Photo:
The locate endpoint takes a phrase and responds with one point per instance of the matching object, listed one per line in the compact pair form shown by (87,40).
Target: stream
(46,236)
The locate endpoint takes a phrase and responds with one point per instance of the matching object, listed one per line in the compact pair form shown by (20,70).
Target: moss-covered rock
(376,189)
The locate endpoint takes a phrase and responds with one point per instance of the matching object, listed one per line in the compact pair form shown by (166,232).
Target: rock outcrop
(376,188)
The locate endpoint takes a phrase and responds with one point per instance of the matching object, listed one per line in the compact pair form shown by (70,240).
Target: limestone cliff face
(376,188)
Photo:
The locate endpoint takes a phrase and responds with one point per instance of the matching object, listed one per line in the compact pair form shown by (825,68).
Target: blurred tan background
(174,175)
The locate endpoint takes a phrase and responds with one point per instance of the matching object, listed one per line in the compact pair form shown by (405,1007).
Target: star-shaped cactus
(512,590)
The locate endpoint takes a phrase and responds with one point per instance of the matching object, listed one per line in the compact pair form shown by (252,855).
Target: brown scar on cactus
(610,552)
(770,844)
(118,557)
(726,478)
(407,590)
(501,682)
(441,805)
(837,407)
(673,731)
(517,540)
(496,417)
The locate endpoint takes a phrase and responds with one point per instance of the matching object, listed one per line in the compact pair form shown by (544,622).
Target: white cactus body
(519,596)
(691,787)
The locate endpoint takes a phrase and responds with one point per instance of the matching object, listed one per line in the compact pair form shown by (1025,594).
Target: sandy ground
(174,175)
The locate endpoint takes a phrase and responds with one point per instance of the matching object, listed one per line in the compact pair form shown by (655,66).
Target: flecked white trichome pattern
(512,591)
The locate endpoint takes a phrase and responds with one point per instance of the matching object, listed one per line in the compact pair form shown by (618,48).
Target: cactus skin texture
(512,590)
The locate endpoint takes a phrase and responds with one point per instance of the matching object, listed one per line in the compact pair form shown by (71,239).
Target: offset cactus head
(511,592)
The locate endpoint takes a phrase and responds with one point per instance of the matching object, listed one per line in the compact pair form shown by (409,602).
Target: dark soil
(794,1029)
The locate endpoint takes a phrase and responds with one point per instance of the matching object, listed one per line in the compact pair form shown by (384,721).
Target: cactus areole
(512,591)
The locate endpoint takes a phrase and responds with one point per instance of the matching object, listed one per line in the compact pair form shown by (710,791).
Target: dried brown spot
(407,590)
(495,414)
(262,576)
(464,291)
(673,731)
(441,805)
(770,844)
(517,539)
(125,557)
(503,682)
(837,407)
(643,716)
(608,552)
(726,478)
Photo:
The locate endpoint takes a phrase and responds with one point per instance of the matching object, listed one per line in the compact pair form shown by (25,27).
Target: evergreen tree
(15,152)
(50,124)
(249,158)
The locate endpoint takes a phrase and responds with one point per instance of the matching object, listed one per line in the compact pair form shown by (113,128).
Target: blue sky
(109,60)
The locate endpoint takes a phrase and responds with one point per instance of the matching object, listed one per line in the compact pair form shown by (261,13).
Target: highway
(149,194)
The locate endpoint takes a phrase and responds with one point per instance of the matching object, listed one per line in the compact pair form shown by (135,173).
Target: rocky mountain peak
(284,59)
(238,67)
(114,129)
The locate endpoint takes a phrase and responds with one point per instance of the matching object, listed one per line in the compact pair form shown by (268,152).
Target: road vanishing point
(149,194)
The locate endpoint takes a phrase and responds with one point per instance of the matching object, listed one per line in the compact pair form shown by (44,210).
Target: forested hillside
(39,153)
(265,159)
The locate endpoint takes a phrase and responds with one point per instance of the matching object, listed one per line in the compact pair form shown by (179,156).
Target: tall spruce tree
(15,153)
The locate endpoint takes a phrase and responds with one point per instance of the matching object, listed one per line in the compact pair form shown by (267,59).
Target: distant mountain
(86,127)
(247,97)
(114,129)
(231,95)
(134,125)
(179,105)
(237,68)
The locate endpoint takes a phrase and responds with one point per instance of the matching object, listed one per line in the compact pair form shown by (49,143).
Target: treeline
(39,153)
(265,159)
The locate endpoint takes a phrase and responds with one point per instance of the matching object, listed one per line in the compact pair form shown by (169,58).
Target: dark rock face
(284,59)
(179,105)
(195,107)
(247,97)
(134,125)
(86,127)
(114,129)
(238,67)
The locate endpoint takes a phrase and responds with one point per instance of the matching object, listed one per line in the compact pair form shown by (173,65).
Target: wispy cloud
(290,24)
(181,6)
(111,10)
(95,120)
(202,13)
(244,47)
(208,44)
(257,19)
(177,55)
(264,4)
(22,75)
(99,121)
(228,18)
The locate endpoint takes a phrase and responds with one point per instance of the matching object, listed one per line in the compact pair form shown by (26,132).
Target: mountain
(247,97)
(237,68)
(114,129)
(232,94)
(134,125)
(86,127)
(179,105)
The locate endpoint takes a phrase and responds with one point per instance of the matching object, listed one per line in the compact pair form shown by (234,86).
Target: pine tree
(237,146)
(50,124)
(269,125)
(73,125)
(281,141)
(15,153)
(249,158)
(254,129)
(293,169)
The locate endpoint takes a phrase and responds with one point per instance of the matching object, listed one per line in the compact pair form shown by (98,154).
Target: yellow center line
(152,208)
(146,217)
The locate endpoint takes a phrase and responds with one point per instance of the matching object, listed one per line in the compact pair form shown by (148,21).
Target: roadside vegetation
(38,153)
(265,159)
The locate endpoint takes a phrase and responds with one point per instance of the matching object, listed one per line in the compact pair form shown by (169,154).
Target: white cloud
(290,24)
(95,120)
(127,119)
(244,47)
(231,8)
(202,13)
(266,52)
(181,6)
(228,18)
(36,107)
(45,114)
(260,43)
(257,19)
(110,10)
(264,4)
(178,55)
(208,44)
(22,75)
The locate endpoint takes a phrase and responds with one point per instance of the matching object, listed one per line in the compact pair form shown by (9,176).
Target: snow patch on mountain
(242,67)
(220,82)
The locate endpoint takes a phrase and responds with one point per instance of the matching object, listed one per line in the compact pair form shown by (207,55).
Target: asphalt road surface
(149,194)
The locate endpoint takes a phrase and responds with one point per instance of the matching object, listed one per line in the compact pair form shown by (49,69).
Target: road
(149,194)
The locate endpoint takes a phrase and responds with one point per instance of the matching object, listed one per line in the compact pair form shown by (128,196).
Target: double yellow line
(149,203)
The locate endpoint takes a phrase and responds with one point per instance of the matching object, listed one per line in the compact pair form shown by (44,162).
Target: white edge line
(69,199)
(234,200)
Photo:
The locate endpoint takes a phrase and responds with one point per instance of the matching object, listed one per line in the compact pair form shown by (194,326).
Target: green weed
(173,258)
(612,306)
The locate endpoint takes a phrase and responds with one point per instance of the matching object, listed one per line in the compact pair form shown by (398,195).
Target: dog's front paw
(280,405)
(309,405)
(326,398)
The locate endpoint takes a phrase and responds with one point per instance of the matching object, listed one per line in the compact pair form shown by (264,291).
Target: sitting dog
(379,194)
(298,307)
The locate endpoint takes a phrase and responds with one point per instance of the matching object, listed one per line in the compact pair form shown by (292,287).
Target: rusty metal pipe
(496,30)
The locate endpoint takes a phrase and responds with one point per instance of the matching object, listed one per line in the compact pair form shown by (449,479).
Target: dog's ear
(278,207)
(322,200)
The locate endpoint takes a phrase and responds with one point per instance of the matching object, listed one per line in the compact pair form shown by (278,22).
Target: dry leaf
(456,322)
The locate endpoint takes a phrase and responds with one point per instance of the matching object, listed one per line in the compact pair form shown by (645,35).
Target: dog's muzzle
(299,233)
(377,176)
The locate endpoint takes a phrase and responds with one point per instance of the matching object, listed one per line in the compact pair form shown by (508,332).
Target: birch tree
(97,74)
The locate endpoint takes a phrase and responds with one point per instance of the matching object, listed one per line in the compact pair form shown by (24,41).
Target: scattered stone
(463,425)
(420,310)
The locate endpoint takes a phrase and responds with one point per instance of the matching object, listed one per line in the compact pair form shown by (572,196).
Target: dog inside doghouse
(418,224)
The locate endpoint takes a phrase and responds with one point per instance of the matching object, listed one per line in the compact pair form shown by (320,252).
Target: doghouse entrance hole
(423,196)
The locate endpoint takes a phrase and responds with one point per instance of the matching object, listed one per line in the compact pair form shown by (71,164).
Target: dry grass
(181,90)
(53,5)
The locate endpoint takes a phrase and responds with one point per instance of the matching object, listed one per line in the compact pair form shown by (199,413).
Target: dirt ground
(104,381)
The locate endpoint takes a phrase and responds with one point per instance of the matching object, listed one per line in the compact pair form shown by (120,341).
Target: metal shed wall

* What the task requires:
Copy the lines from the one containing "shown by (199,413)." through the end of the records, substituting "wooden" for "metal" and leaving everything else unchanged.

* Output:
The locate endpoint takes a phrase and responds with one point per instance of the matching object, listed one per line in the compact pair form shown by (199,413).
Target: dirt ground
(104,381)
The locate endpoint takes a phrase and responds with one point per instance of the matching object, listed one per line in the compact pair form shown by (120,341).
Target: wooden shed wall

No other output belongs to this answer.